*** GEGEVEN TEKST ***

Softwarerobot spoort bijwerkingen sneller op dan artsen

do 20 februari 2025 - 14:20
Onderzoek
Nieuws

Uit een onderzoek van wetenschappers van de Universiteit van Göteborg blijkt dat een softwarerobot bijwerkingen die op kunnen treden bij de medicamenteuze behandeling van hartritmestoornissen sneller op kan sporen dan artsen. Bovendien draagt de softwarerobot ook bij aan het verminderen van het aantal extra laboratoriumtests en -controles.

De softwarerobot die onderzocht is, maakte gebruik van een eigen, op richtlijnen gebaseerde methode voor het automatiseren en vereenvoudigen van de monitoring en evaluatie van bijwerkingen bij de behandeling met het geneesmiddel amiodaron. Dit medicijn wordt gebruikt voor de behandeling van patiënten met hartritmestoornissen, zoals boezemfibrilleren en tachycardie. Doordat de bijwerkingen van dit medicijn, die de schildklier- en leverfunctie kunnen beïnvloeden, door artsen moeilijk te herkennen zijn, moeten patiënten zich regelmatig melden voor extra bloedtests.

Softwarerobot herkent bijwerkingen

De Zweedse wetenschappers wilden met hun onderzoek een niet op AI gebaseerde softwarerobot ontwikkelen en valideren dat de geldende richtlijnen voor de gezondheidszorg volgt. De robot werd geprogrammeerd om uit een administratieve lijst geschikte patiënten te zoeken, hun testresultaten te vergelijken met een algoritme en een aanbevolen aanpak voor te leggen aan de behandelende cardioloog. Zodra de arts zijn behandelbeslissing genomen had, plande de robot zelf de volgende afspraak voor bloedtesten en voegde die toe aan de administratie.

In het onderzoek werden de mogelijkheden van de robot parallel aan de behandeling van bestaande patiënten. Feitelijk keek de softwarerobot ‘op de achtergrond’ dus mee met artsen, zonder hen, of de patiënten, daarvan op de hoogte te stellen. De twee trajecten – de daadwerkelijke behandeling en testfrequentie die door de artsen voorgesteld en uitgevoerd worden en die van de softwarerobot - werden achteraf met elkaar vergeleken. Zo konden de onderzoekers de eventuele meerwaarde van de softwarerobot, vaststellen.

*** GEGEVENSRECORDS ***

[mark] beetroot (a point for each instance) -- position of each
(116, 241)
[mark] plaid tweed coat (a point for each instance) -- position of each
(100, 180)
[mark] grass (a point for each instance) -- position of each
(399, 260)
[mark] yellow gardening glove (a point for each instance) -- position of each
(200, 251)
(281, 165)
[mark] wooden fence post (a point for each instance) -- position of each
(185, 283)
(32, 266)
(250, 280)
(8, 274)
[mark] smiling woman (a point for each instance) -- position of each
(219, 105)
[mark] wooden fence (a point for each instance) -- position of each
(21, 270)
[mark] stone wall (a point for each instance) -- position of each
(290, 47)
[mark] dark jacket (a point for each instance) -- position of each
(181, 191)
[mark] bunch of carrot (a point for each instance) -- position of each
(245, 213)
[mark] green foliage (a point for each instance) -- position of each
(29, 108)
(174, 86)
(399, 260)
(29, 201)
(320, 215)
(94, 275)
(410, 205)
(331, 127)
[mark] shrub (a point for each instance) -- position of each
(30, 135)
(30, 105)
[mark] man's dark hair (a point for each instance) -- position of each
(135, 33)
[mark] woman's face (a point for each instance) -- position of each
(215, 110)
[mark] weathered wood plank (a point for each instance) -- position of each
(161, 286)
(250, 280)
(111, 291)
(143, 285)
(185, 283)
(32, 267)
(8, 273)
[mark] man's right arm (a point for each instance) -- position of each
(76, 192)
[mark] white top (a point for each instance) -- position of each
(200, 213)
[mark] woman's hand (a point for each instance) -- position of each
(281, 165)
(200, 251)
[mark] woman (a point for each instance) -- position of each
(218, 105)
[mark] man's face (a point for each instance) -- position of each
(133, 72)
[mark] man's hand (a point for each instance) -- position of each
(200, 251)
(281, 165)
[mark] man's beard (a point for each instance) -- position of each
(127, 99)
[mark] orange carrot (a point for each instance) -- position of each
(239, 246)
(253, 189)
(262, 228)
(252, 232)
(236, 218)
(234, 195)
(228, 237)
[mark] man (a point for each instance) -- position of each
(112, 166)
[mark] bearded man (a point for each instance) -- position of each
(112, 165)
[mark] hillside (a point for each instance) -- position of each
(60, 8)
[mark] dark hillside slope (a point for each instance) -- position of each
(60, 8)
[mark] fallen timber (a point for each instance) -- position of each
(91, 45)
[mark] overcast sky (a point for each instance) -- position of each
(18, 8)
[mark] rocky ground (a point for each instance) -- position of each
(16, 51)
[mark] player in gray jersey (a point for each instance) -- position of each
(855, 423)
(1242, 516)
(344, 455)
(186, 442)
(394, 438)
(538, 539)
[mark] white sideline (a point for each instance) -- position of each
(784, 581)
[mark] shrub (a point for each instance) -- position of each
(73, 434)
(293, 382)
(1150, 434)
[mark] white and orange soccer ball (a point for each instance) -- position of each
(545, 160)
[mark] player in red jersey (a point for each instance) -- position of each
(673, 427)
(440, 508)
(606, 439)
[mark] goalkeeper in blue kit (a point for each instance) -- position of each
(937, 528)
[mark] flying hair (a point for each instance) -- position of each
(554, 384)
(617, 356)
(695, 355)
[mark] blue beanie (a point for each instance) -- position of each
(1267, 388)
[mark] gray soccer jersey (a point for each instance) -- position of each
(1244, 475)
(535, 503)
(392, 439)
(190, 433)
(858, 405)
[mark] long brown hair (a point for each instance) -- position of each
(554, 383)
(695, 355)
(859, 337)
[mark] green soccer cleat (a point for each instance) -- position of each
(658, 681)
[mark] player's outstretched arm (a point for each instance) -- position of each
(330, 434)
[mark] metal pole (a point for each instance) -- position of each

***

DOEL OPDRACHT:
Schrijf de tekst over de softwarerobot die bijwerkingen van amiodaron opspoort verder, te beginnen na de laatste zin. De items heb je hier niet nodig.

ANTWOORD HIERONDER:
Duidelijke resultaten

Het vermogen van de robot om routinebeoordelingen uit te voeren werd in 390 situaties vergeleken met de orders van artsen en de resultaten waren duidelijk. Gemiddeld adviseerde de softwarerobot een interval tussen laboratoriumtests van 4,5 maanden, wat volledig in lijn is met de standaardpraktijk. De artsen schreven gemiddeld een interval van 3,1 maanden voor. Op basis van de bloedtests van de patiënten vond de robot 12 bijwerkingen bij de eerste poging. De artsen ontdekten er acht tijdens de eerste test en de rest tijdens latere tests.

De onderzoekers geloven dat het geautomatiseerde proces, geholpen door een softwarerobot en een diagnostisch classificatiealgoritme, een technisch en medisch betrouwbare optie is voor het opvolgen van de behandeling met amiodaron en, bij uitbreiding, ook andere medicamenteuze behandelingen.

“De methode bleek handmatige werkzaamheden te verminderen, de frequentie van laboratoriumtests te verlagen en de detectie van bijwerkingen te verbeteren. Het zou dus waarschijnlijk de kosten van de gezondheidszorg verlagen en tegelijkertijd de waarde voor patiënten verhogen”, aldus Helén Sjöland, adjunct-professor cardiologie aan de Sahlgrenska Academy van de Universiteit van Göteborg en arts in het Sahlgrenska University Hospital. De resultaten van het Zweedse onderzoek zijn gepubliceerd in het Journal of Medical Internet Research.